Exercise —
Copy every line of the items below character for character, leaving out the pictures.

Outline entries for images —
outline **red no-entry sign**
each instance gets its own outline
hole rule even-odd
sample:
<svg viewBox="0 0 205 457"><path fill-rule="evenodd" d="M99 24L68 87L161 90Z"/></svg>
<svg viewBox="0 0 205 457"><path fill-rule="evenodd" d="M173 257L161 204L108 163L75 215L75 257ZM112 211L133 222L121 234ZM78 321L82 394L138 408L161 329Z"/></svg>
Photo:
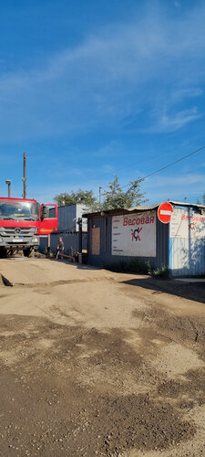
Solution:
<svg viewBox="0 0 205 457"><path fill-rule="evenodd" d="M163 224L168 224L170 222L171 215L173 213L173 207L170 203L161 203L158 208L159 219L163 222Z"/></svg>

Task solution —
outline **red no-entry sign**
each instance gets its own outline
hole rule even-odd
sample:
<svg viewBox="0 0 205 457"><path fill-rule="evenodd" d="M99 24L68 87L161 90Z"/></svg>
<svg viewBox="0 0 205 457"><path fill-rule="evenodd" d="M173 257L161 204L108 163L75 215L75 257ZM112 211L133 222L121 234ZM78 321L82 394L138 408L161 329Z"/></svg>
Photo:
Solution:
<svg viewBox="0 0 205 457"><path fill-rule="evenodd" d="M163 224L168 224L170 222L171 215L173 213L173 207L170 203L161 203L158 208L159 219L163 222Z"/></svg>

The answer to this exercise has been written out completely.